[Reading passage]
....

Randle Lynn Chowning (born April 4, 1950, in Mountain View, Missouri) is an American musician best known as the founder, one of the lead vocalists, and the lead guitarist of the Ozark Mountain Daredevils.

==High school and college==
From a very early age Chowning was surrounded by electric guitars and amplifiers in his father’s TV and radio shop. In 1960 Randle and his family moved to Springfield, Missouri where the Ozark Jubilee country music show was in its heyday. Randle’s musical interest broadened. Taking up guitar around this time he began learning songs in a variety of styles. He played a number of club bands during high school and college.

==Ozark Mountain Daredevils==
In 1971 Chowning put together several local songwriters with the intent of performing their material as a group. They later would be known as The Ozark Mountain Daredevils. Chowning sang the band’s first chart success “If You Wanna Get To Heaven” which was released on the band's first album, The Ozark Mountain Daredevils, in 1973. The Daredevils continue to perform with two of the original members, Michael "Supe" Granda and John Dillon; however Chowning no longer performs in concert with the band.

==Recent work==
In the mid 90s, Chowning moved to Nashville, Tennessee and ultimately teamed up with Ozark Mountain Daredevils co-founder Larry Lee in 2005 to release Beyond Reach, a collection of pop originals backed by some of Nashville’s most versatile studio musicians.

....

[Questions to answer]
[1] Translate this sentence from the Randle Chowning biography into Spanish: "In 1960 Randle and his family moved to Springfield, Missouri where the Ozark Jubilee country music show was in its heyday."
[2] Carry on the Randle Chowning biography from its final sentence.
The data that follows comes from a separate source.

....

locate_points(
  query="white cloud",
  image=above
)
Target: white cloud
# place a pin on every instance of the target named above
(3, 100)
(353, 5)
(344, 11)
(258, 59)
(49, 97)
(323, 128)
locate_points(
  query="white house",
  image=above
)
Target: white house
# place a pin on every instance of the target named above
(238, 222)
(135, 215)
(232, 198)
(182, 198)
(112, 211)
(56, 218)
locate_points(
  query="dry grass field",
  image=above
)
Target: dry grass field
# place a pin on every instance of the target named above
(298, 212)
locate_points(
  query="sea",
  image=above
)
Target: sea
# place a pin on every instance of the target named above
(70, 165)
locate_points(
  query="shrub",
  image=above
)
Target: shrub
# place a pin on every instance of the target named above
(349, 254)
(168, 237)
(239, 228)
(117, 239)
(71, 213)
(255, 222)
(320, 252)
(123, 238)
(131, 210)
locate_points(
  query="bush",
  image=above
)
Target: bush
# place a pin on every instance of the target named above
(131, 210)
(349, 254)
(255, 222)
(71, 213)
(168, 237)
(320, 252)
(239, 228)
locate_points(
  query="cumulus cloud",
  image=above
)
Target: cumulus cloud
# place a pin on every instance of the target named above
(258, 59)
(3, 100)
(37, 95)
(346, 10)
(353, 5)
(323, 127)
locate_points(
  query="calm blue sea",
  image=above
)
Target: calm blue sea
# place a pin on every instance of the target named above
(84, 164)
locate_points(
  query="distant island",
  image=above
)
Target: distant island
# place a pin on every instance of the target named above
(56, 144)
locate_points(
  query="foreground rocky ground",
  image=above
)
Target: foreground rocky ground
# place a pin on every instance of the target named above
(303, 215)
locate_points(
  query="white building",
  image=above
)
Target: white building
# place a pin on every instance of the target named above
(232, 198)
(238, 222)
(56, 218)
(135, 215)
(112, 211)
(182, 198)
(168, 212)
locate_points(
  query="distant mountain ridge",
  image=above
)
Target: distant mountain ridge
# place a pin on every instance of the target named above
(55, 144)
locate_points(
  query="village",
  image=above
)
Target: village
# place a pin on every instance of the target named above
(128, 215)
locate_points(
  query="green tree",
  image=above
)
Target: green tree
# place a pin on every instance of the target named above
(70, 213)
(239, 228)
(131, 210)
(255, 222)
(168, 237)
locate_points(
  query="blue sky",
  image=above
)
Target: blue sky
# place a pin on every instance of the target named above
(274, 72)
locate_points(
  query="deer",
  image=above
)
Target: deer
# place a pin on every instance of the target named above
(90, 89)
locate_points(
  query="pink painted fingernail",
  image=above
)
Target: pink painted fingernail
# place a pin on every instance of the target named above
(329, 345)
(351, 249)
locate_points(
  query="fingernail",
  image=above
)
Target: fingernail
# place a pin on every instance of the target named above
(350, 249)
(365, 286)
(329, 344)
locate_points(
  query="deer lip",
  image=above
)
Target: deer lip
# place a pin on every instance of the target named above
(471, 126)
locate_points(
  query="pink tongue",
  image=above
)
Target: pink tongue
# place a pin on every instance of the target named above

....

[Results for the exercise]
[1] En 1960, Randle y su familia se mudaron a Springfield, Missouri, donde el programa de música country Ozark Jubilee vivía su época de esplendor.

[2]
After nearly ten years in Nashville, Chowning returned to Springfield, Missouri where he is writing songs that are influenced by rock, country, bluegrass, folk, and blues. He’s still performing with bands, including an acoustic version of Beyond Reach, and also as a solo artist.

Randle just finished a much anticipated CD - R.C. and the Keys/All Over the Place, May 2013. The style of the music is "all over the place" and includes a new version of one of his fan's favorite song "Whippoorwill". This CD was recorded in Nashville, TN and in Springfield, MO.

In March 2015, Randle Chowning and Larry Lee were inducted into the Missouri Writers Hall of Fame, receiving the coveted Quill Award. This was the first time that the award was given to songwriters.

Randle completed a successful Kickstarter Campaign in Dec. 2014. His new Ozark Joe CD is nearing completion at this time. This body of work is a return to his acoustic/folk roots.